_Task objective_:
Copy out all of the material exactly.
* BEGIN *
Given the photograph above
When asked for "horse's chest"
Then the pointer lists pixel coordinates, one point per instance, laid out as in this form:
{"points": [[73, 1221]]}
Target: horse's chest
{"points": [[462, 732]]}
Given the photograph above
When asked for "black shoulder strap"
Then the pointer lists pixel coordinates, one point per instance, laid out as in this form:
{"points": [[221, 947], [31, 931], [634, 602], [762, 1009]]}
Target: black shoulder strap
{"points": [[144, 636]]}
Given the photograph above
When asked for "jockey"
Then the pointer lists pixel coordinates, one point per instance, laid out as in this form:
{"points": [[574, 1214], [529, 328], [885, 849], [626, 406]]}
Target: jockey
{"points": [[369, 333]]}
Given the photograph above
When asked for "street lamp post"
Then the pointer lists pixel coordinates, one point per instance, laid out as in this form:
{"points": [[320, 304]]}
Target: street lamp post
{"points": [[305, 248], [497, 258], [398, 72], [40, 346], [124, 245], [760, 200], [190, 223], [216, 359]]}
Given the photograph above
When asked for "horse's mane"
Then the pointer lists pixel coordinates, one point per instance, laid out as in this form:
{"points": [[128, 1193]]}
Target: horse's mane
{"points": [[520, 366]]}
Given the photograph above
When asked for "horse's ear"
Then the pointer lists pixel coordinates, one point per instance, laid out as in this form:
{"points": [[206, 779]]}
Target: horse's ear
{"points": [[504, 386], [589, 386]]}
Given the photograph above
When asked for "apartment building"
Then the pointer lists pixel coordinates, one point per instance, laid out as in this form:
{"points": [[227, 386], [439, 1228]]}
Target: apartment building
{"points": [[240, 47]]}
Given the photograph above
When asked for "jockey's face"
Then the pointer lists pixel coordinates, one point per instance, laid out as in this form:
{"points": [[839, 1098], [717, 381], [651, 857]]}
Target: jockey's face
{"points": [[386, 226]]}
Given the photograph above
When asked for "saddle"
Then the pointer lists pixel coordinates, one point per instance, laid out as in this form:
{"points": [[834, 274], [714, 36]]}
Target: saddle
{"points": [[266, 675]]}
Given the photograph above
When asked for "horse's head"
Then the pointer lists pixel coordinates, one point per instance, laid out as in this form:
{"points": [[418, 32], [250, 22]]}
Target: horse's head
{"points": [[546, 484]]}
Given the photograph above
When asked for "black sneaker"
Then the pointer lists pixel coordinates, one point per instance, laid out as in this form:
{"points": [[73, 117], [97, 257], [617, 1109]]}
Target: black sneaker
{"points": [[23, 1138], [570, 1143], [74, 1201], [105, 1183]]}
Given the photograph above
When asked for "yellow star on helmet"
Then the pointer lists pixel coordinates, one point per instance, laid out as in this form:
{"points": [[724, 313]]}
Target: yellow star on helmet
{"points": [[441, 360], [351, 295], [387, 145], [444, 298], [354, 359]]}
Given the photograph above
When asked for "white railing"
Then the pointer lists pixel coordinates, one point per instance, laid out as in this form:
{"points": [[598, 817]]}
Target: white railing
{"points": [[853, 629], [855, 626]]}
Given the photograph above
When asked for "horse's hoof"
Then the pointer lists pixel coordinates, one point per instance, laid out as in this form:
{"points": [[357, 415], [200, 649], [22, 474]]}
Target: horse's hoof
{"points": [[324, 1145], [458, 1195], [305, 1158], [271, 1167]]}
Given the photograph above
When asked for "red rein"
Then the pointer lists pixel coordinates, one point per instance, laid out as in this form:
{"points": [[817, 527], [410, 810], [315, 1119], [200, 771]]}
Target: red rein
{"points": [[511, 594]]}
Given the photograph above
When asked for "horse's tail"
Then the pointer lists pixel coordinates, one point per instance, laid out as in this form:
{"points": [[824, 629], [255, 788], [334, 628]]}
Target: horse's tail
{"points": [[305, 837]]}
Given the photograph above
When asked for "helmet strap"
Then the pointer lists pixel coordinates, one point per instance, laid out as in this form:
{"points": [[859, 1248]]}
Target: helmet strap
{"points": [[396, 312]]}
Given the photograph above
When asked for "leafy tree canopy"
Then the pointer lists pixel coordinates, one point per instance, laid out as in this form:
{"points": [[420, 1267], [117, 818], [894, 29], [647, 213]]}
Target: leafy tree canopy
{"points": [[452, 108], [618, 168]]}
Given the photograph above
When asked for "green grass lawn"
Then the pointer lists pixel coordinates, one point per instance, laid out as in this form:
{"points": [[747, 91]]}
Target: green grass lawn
* END *
_Answer to this problem_:
Given the photograph above
When asked for "horse's chest"
Then the pointer lists pixel coordinates, one point per instance, laid out as in this form:
{"points": [[73, 1221]]}
Target: horse's chest
{"points": [[462, 732]]}
Given the photograph above
When asked for "black shoulder strap"
Then the pointer lists pixel coordinates, one point per instance, laid out as in this form:
{"points": [[221, 947], [31, 931], [634, 602], [762, 1009]]}
Target: black shoulder strap
{"points": [[144, 636]]}
Given the photograph above
When asked for "jockey"
Then the pointer lists pixel coordinates, one point per instance, laid out as in this form:
{"points": [[574, 1214], [529, 328], [885, 849], [626, 406]]}
Target: jockey
{"points": [[369, 333]]}
Given the photograph above
When asked for "street lamp post"
Then the pointer lists pixel coordinates, one point per instance, laid out as in this form:
{"points": [[320, 304]]}
Target: street lamp post
{"points": [[305, 248], [497, 258], [398, 72], [40, 346], [124, 245], [760, 200], [190, 223], [216, 359]]}
Given the photograph above
When asked for "horse's mane"
Then the pointer lists pixel coordinates, one point per instance, laid out as in this form:
{"points": [[128, 1193]]}
Target: horse's mane
{"points": [[520, 366]]}
Given the photograph above
When asked for "horse's ear"
Then the pointer lists pixel coordinates, one point per instance, laid out as in this form:
{"points": [[206, 779]]}
Target: horse's ear
{"points": [[504, 386], [589, 386]]}
Given the photograph above
When asked for "apartment building"
Then the pointer lists pixel coordinates, one point per instance, laid out as in this form:
{"points": [[227, 386], [439, 1228]]}
Target: apartment building
{"points": [[240, 47]]}
Given the photograph above
When asked for "jockey's face"
Then the pointer lists pixel coordinates, one point per instance, laid out as in this form:
{"points": [[839, 1098], [717, 381], [651, 857]]}
Target: jockey's face
{"points": [[386, 226]]}
Given the photograph above
When asked for "saddle"
Then the pointer lists pixel coordinates, one point per instance, laid out as in this form:
{"points": [[834, 274], [714, 36]]}
Target: saddle
{"points": [[266, 675]]}
Given the photograph above
When asked for "horse's head"
Then the pointer lists pixel coordinates, one point per instance, laid out as in this form:
{"points": [[418, 32], [250, 22]]}
Target: horse's head
{"points": [[546, 484]]}
Given the photograph above
When asked for "black sneaker"
Then the pointer lists pixel coordinates, one point per instance, laid out as in this form:
{"points": [[73, 117], [97, 257], [617, 1109]]}
Target: black sneaker
{"points": [[23, 1138], [570, 1143], [74, 1201], [105, 1183]]}
Given the photograph above
When asked for "yellow star on helmet"
Then the pointer lists pixel coordinates, one point per instance, laid out as in this form:
{"points": [[724, 313]]}
Target: yellow star on helmet
{"points": [[441, 360], [351, 295], [387, 145], [444, 298], [354, 359]]}
Given the photograph above
When asked for "white railing"
Then the pointer lists pixel coordinates, one point per instance, laid out as in this form:
{"points": [[598, 817]]}
Target: white railing
{"points": [[853, 629], [855, 626]]}
Given the photograph above
When asked for "horse's hoof"
Then the pointer lists pixel coordinates, one point per instance, laid out as in this form:
{"points": [[357, 415], [200, 649], [22, 474]]}
Target: horse's hoof
{"points": [[324, 1145], [458, 1195], [305, 1158], [271, 1167]]}
Given the photograph above
When asked for "red rein"
Then the pointer lists pixel coordinates, one point per instance, laid out as in this form:
{"points": [[817, 527], [410, 810], [315, 1119], [200, 771]]}
Target: red rein
{"points": [[511, 594]]}
Given the photograph above
When asked for "horse's tail"
Then the pointer lists pixel coordinates, one point per instance, laid out as in this form:
{"points": [[824, 629], [255, 788], [334, 628]]}
Target: horse's tail
{"points": [[305, 837]]}
Given the photograph above
When asked for "helmet strap"
Then the pointer lists pixel coordinates, one point per instance, laid out as in this form:
{"points": [[859, 1248]]}
Target: helmet strap
{"points": [[396, 312]]}
Given the photograph above
When asked for "leafy tree canopy"
Then the pointer lists pixel coordinates, one point per instance, laid out as in this form:
{"points": [[420, 1267], [117, 818], [894, 29], [647, 213]]}
Target: leafy tree canopy
{"points": [[452, 108], [618, 168]]}
Given the photograph above
When asked for "green grass lawn"
Then the pointer lists pixel coordinates, one point per instance, laid out as in this form:
{"points": [[747, 91]]}
Target: green grass lawn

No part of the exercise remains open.